◆ AIM OF THE TASK ◆
Please list every question in the teacher interview below that ends with a question mark.

◆ SOURCE PASSAGE ◆
_____
Do you think that teachers are paid enough?
That is a tricky question to answer. Many people think that teaching is like any other job – once you clock out, that’s it for the day. However, I am taking work home most days and it is a job that is deceptively all-consuming. The job is so rewarding in lots of ways, but I don’t think there is any teacher who has decided on this career path because of the money. However, I don’t feel in any position to complain – look at nurses’ pay, and they’re saving lives every day!
What is the gender balance among teachers in your school?
There are definitely more female teachers than male in my school, which isn’t always great. It’s really important for children – particularly disaffected boys – to have positive male role models, especially as many that I teach don’t have any at home.
Have you ever witnessed any staffroom affairs?
Not personally! But the stories I’ve heard…
Do tell…
I heard a story about a PE teacher who was caught having sex with another member of staff in his the school car park.
Have you ever had to deal with staffroom politics?
Staffroom politics are arguably one of the worst parts of teaching. This job is stressful and enough without it – in a previous placement I felt drained all the time after being expected to 'pick sides' in arguments and made to feel unwelcome if I decided to stay out of it.
What’s the most awkward moment you’ve had when dealing with parents?
_____
◆ LISTED ENTRIES ◆
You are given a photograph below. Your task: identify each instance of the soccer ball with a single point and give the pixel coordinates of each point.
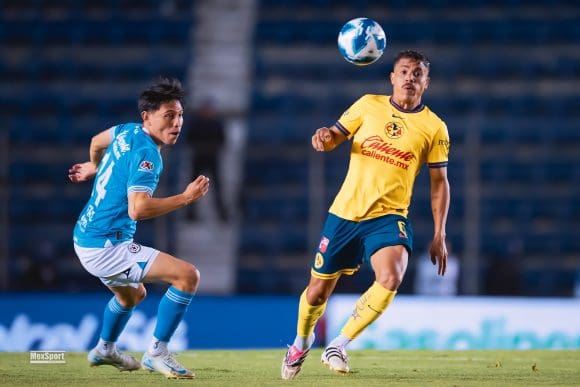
(361, 41)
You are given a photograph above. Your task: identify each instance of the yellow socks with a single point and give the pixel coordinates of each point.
(368, 308)
(308, 315)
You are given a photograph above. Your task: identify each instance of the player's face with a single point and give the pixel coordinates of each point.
(410, 79)
(164, 124)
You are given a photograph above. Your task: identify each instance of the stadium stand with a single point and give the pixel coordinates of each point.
(505, 79)
(69, 69)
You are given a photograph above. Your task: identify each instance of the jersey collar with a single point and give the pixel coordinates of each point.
(417, 109)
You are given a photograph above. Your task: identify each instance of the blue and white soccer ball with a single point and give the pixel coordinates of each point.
(361, 41)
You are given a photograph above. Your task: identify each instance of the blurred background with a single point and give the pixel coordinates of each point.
(505, 76)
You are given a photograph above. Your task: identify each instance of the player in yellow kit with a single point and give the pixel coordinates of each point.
(392, 138)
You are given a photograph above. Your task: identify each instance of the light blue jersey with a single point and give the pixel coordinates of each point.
(131, 163)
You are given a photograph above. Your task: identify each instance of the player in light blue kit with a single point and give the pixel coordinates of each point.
(126, 164)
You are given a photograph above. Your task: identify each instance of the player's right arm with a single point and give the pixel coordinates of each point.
(143, 206)
(87, 170)
(326, 139)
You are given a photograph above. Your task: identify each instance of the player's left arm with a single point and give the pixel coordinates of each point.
(87, 170)
(440, 198)
(143, 206)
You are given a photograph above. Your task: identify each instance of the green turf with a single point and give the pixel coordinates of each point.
(368, 368)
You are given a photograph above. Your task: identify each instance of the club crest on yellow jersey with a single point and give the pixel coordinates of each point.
(394, 130)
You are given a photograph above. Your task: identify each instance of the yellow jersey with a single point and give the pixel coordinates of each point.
(390, 144)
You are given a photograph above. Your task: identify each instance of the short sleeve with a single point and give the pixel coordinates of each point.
(144, 171)
(439, 153)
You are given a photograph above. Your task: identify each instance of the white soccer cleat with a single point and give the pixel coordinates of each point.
(117, 359)
(166, 364)
(292, 362)
(336, 359)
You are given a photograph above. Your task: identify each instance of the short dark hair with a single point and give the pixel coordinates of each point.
(415, 55)
(161, 91)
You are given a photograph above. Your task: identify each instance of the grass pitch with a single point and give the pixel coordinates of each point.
(368, 368)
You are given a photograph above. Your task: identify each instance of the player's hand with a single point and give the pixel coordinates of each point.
(323, 140)
(438, 252)
(196, 189)
(82, 172)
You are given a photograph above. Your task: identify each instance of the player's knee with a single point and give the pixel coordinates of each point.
(390, 282)
(189, 278)
(133, 298)
(317, 295)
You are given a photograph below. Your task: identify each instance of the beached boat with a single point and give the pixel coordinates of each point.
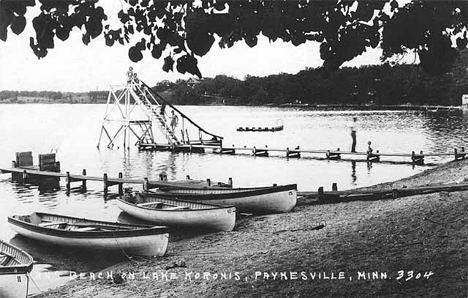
(271, 199)
(171, 212)
(139, 240)
(15, 265)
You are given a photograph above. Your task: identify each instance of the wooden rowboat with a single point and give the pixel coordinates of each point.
(258, 200)
(15, 265)
(140, 240)
(171, 212)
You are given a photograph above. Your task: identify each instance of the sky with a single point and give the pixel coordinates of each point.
(73, 66)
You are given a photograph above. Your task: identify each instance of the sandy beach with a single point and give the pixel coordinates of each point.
(406, 247)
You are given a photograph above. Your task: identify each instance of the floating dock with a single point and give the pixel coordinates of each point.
(374, 156)
(48, 174)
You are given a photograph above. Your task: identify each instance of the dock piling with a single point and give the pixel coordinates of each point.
(83, 183)
(106, 182)
(120, 184)
(68, 181)
(460, 155)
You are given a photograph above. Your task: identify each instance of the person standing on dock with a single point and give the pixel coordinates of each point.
(353, 134)
(129, 75)
(174, 121)
(162, 111)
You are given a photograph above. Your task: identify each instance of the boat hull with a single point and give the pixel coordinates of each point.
(261, 200)
(204, 217)
(14, 279)
(148, 241)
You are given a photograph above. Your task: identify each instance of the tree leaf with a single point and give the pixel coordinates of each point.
(168, 64)
(135, 54)
(18, 24)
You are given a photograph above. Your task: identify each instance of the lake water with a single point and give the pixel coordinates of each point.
(72, 131)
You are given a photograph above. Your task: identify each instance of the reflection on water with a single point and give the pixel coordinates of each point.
(73, 131)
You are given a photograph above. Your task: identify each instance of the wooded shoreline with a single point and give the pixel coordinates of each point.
(416, 242)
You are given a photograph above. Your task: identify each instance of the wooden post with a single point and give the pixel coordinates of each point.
(321, 196)
(83, 183)
(145, 184)
(14, 176)
(24, 177)
(105, 184)
(120, 184)
(68, 181)
(334, 187)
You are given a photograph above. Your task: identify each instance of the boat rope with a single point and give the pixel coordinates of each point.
(40, 291)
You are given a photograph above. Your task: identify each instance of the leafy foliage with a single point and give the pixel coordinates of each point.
(183, 31)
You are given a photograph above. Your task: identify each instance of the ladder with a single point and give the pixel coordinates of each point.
(152, 108)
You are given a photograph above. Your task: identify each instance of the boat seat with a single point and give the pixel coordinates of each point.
(148, 204)
(85, 229)
(177, 208)
(53, 223)
(5, 260)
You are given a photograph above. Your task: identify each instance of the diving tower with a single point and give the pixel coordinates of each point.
(133, 110)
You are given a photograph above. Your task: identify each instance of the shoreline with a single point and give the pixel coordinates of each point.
(411, 246)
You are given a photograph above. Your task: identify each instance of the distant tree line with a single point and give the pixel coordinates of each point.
(379, 85)
(9, 94)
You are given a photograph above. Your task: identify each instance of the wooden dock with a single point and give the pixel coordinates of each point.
(27, 173)
(48, 173)
(335, 196)
(415, 158)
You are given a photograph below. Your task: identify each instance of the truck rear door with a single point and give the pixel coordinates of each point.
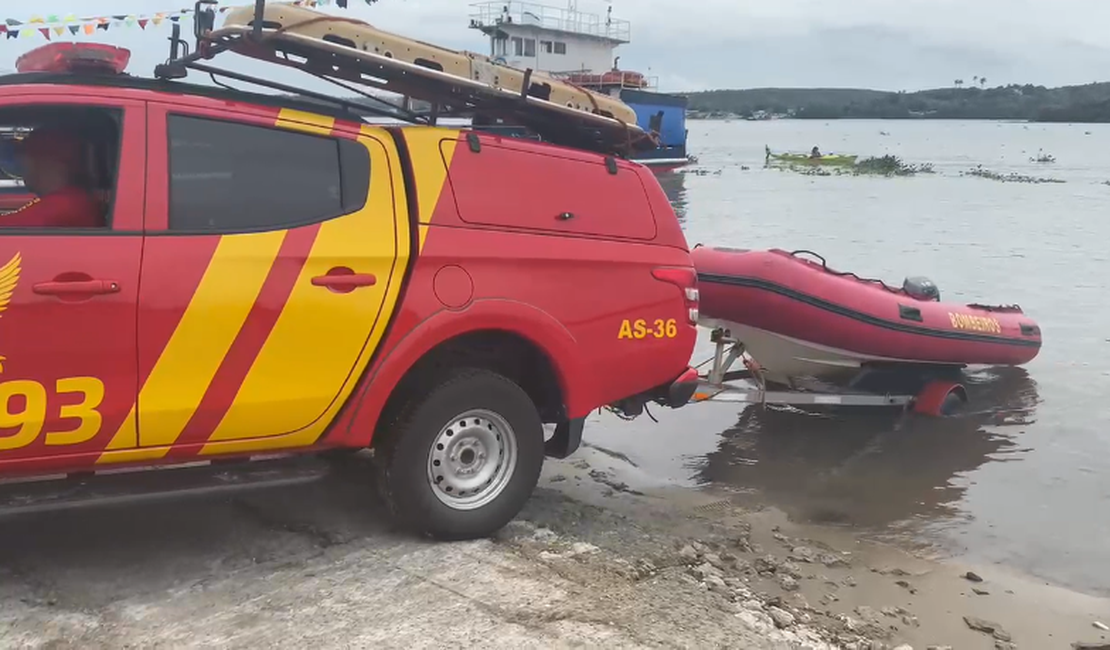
_____
◆ RESPONSE TO THIS TASK ◆
- Do you think that teachers are paid enough?
- What is the gender balance among teachers in your school?
- Have you ever witnessed any staffroom affairs?
- Have you ever had to deal with staffroom politics?
- What’s the most awkward moment you’ve had when dealing with parents?